- [DIRECTIVES]:
1. Rewrite the LeanXcale Docker post starting with "STANDALONE ENVIRONMENT" and going on through "of containerized applications.", changing "platform-independent" to "portable across platforms".
2. Carry the LeanXcale Docker post forward from its final sentence.

- [SOURCE TEXT]:
begin

In this post, I show how to set up a local LeanXcale environment using Docker and Docker Compose for development purposes. This is very useful in development environments when we do not want to spend our time setting up complex, production-like environments and instead want to have a fully functional testing environment. Also, I show the benefit of scaling up the database with Docker Compose by distributing a table into two nodes and loading it in parallel.
All the code and configuration files used in this post can be downloaded from our git repository.
PREREQUISITES
The first prerequisite is to install Docker on a Linux machine where we will execute the LeanXcale database by following the instructions on their website. This post has been tested using Docker version 18.09.7 for client and server, and version 1.39 for the API version. This can be verified by running:
docker version
The output will be similar to:Client:
Version: 18.09.7
API version: 1.39
Go version: go1.10.4
Git commit: 2d0083d
Built: Fri Aug 16 14:19:38 2019
OS/Arch: linux/amd64
Experimental: false
Server:
Engine:
Version: 18.09.7
API version: 1.39 (minimum version 1.12)
Go version: go1.10.4
Git commit: 2d0083d
Built: Thu Aug 15 15:12:41 2019
OS/Arch: linux/amd64
Experimental: false
To obtain a LeanXcale Docker image, you may contact me following the information provided at the end of this article.
Also, you must install the LeanXcale SQLAlchemy Python driver, which can be downloaded from our website. Instructions on how to install is available in our post on sentiment analysis on tweets.
STANDALONE ENVIRONMENT
The most straightforward way of starting a LeanXcale database is in a Docker container. In this way, we spin up all LeanXcale components in the same Docker container and start the integration with our application without worrying about distribution and partitioning the data.
First, a little context for those not familiar with Docker images and containers. Docker containers are executable software packages that include everything necessary to run an application. So, using containerized applications avoids the process of installing required dependencies and fixing installation errors by making these applications platform-independent, as everything required is shipped in the container. The following figure illustrates the architecture of containerized applications.

end

- [RAW DATA]:
begin

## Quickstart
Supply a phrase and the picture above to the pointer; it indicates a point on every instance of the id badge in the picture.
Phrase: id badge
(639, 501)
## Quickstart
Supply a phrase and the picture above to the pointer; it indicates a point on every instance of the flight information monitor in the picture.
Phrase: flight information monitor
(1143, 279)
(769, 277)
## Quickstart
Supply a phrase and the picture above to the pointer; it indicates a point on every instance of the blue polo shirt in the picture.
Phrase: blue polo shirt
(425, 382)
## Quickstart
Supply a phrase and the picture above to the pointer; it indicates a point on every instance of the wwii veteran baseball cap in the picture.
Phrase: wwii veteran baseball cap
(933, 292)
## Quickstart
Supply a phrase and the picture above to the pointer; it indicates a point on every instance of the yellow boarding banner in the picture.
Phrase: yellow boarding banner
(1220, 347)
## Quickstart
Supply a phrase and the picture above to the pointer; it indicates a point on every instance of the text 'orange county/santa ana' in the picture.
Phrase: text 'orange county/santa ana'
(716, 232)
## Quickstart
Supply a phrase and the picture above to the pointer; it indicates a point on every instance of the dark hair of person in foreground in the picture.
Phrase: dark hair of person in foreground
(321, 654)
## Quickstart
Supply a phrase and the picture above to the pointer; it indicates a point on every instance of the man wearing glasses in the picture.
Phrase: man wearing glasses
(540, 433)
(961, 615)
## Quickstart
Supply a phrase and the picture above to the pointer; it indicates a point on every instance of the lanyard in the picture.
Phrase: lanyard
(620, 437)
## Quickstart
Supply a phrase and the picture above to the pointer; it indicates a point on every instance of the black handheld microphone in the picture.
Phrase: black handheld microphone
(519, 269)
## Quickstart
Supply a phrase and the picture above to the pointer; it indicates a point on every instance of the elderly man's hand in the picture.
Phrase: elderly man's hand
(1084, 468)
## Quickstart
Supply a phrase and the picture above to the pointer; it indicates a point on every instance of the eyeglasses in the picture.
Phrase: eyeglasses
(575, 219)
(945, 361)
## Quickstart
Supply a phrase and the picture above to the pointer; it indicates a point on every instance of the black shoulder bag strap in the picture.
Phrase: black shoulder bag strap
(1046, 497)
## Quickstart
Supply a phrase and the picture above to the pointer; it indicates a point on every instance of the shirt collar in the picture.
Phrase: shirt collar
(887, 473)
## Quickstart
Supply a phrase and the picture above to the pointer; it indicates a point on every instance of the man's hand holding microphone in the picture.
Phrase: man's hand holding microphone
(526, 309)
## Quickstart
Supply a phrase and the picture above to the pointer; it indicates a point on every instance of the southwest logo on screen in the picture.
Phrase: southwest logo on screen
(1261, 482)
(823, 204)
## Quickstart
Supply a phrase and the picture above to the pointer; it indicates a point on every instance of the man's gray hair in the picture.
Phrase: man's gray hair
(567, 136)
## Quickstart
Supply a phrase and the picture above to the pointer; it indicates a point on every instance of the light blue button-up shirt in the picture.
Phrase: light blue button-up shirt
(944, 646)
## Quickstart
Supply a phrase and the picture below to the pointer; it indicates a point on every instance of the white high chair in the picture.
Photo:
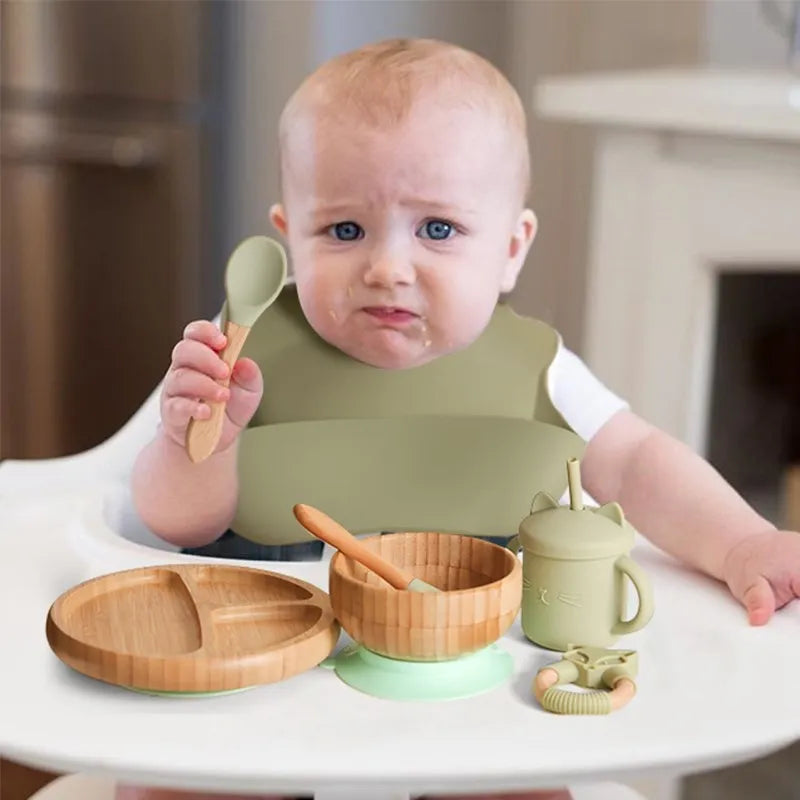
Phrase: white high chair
(93, 787)
(111, 462)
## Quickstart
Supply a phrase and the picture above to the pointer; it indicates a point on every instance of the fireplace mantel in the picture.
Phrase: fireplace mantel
(695, 172)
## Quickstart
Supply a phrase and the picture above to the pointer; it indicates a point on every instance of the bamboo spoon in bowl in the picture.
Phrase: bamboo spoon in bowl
(330, 531)
(254, 277)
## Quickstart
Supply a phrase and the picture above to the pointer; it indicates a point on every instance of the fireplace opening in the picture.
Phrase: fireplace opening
(754, 414)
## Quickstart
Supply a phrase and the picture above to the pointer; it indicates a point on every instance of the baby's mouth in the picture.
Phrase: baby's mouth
(392, 315)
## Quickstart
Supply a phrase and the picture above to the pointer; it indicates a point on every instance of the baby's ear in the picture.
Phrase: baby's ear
(521, 241)
(277, 216)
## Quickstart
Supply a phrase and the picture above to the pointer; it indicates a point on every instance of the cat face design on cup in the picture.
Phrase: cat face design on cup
(576, 567)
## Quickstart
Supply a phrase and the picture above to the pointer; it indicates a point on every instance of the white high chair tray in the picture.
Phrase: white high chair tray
(712, 691)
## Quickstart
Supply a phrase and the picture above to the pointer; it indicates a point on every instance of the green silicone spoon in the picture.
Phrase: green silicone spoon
(254, 277)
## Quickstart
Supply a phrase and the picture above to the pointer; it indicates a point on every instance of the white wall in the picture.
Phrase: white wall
(739, 35)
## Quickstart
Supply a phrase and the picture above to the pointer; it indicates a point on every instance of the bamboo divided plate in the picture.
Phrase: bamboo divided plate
(192, 627)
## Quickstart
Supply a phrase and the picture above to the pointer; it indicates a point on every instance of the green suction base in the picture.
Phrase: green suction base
(394, 679)
(157, 693)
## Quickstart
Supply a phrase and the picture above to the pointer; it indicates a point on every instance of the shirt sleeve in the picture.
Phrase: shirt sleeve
(585, 403)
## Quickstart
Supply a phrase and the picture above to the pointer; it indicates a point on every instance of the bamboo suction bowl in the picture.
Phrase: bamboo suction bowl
(482, 592)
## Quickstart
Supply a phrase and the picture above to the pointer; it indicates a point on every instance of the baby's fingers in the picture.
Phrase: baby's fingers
(189, 383)
(177, 411)
(247, 386)
(759, 600)
(206, 332)
(194, 355)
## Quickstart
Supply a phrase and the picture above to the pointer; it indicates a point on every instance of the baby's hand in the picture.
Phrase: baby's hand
(192, 381)
(763, 573)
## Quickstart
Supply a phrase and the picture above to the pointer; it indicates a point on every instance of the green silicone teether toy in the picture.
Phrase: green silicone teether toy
(590, 668)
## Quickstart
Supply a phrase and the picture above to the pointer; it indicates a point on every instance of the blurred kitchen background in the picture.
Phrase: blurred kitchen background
(138, 144)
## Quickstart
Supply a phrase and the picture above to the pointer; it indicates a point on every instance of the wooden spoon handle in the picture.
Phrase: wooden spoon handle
(202, 435)
(330, 531)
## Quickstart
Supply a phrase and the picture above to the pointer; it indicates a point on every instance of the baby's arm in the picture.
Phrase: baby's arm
(683, 505)
(192, 504)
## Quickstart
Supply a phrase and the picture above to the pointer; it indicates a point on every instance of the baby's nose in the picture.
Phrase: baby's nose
(388, 267)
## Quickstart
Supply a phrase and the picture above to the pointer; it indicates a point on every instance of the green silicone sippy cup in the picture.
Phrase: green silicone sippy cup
(574, 564)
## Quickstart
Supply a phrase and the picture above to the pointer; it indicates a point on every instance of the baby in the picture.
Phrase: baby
(404, 177)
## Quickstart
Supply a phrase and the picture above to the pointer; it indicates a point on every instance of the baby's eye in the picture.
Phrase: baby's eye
(437, 229)
(346, 231)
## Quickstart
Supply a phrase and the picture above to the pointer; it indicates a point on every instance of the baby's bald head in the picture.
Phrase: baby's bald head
(380, 84)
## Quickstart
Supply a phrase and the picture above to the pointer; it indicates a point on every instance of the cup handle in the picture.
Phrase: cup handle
(643, 588)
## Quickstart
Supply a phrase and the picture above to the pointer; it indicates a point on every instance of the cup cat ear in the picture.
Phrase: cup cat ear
(612, 511)
(543, 502)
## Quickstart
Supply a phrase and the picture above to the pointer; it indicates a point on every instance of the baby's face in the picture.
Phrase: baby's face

end

- [RESULTS FOR EACH TASK]:
1.
STANDALONE ENVIRONMENT
The most straightforward way of starting a LeanXcale database is in a Docker container. In this way, we spin up all LeanXcale components in the same Docker container and start the integration with our application without worrying about distribution and partitioning the data.
First, a little context for those not familiar with Docker images and containers. Docker containers are executable software packages that include everything necessary to run an application. So, using containerized applications avoids the process of installing required dependencies and fixing installation errors by making these applications portable across platforms, as everything required is shipped in the container. The following figure illustrates the architecture of containerized applications.

2.
Fortunately, there is a LeanXcale docker image available and ready to go. From this image, a container is created at runtime, and a LeanXcale database is also initiated. To start a LeanXcale container, two things must be considered:
1) Network configuration. By default, Docker creates a bridge network, which is a good option for standalone containers that run on the same machine. Technically, a bridge can be a hardware or software piece that forwards traffic between two network segments. For our interest, we use this default network configuration forwarding port 1522 with the -p option, which is the port used by the query engine. So, this is the port we will use for our SQL, JDBC, and SQLAlchemy, for example.
2) The container must be run in the detached mode using the -d option.
So, to start the LeanXcale database in a container, we run:
docker run –name leanxcale_container -p 1522:1522 -d gitlab.lsdupm.ovh:5000/leanxcale:latest
To check that LeanXcale started correctly, we execute an admin command to check the status inside our Docker using the Docker exec functionality. We should see an output like the following.
docker exec leanxcale_container /lx/LX-BIN/bin/lxConsole 3
EXAMPLE APPLICATION
Once LeanXcale is running, we execute an application using the SQLAlchemy driver. I provide a simple code snippet to test that everything is working. For the installation of the LeanXcale SQLAlchemy driver, please read this section in our Documentation.
The following simple Python code creates a connection using the autocommit option, creates a table with three fields and a primary key composed by the first field, inserts a record, and retrieves all elements from the created table.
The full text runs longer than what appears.